飼い主が犬を怖がりにしてしまう例
散歩してるとちょいちょい見かける小型犬オハギくん(仮名)。
半径2mくらいの範囲を10分以上もウロウロしてて、たまにオハギとその飼い主がチラチラこちらを見るんです。
で、こちらから近づいてみると、オハギは飼い主のお尻に回って死角に入ろうとする。
「もう、この子は怖がりで、いつもこんな感じなんです」
違いますって。
もちろん先天的に持つ個性というのはあって、生来怖がりという子もいるでしょう。
が、「怖がり」に関しては生まれつきの要素などどうとでもなるんです。
特に、オハギの場合は、どう見ても生得的な性格ではなく、むしろ接し方によっては図々しいほどに人とも犬とも社交的でいられるんです。
つまり、飼い主がその子を怖がりにしてしまっているわけです。
その飼い主のやってはいけない行動こそが「同じ場所をウロウロ」なんですよ。
犬に聞いちゃダメ
別のテーマを扱う場合でもこのことはあちこちに書いていますが、これって主導するはずの飼い主が、犬に判断を委ねてしまっているってことなんです。
「あっちにおじさんと犬がいるけど、どうする?行く?怖い?」
こう聞かれたら犬は怖気づくに決まってるんです。あ、聞かれたと言っても口に出すか出さないかはどうでもいいんですよ。このウロウロという行為こそが、犬に聞いてるってことですから。
その時に犬は、
「え?聞かれるってことは怖いことがあるかもしれないってこと?ボクに判断しろって?行くわけないじゃん!怖いんでしょ?誰もいないとこに連れてってよ!」
となるんです。
そんなことを考える間を与えることなく、飼い主が主導してスタスタ歩いて近づいてしまえば良いのです。
これは他の場面でも同じです。シャンプー、ブラッシング、爪切り、これらは多くの犬が嫌がるものです。シャンプー、ブラッシングまでは飼い主でもできるでしょうが、爪切りとなるといきなりハードルが上がって、多くの飼い主さんはトリマーまたは獣医に完全委任していると思います。
じゃあなぜトリマーや獣医だと爪が切れるんでしょうか。
当ブログの読者さんなら思い出してください。思い出しましたか?
そうです、プロには迷いがないからです。プロは犬に「爪切ってもいい?」なんて聞いたりしないからです。
犬が嫌がるのは、人間がわざわざ「これ嫌?」って聞くのが最大の原因なのです。
「嫌なことがあったから抱っこすると怒る」という勘違い
また別のケースなんですが、散歩仲間の犬で私のめちゃくちゃ懐いてくる子がいるんです。会えば飛んでくるし溶けるほど顔も舐めてきます。抱っこしようが顔をクシャクシャにしようがされるがまま。

### 課題
本文によると、トリマーや獣医が犬の爪を切れるのはなぜですか。 ここからの行は、本文とは別の出典から取ったものです。

### 提供資料
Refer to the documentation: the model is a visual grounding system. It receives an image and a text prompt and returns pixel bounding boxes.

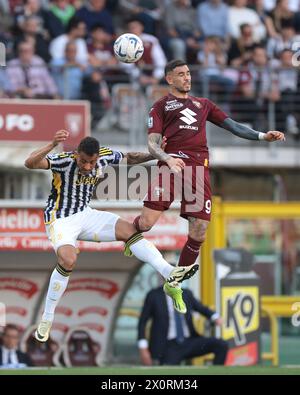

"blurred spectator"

### 解答
プロには迷いがなく、犬に「爪切ってもいい?」などと聞かないからです。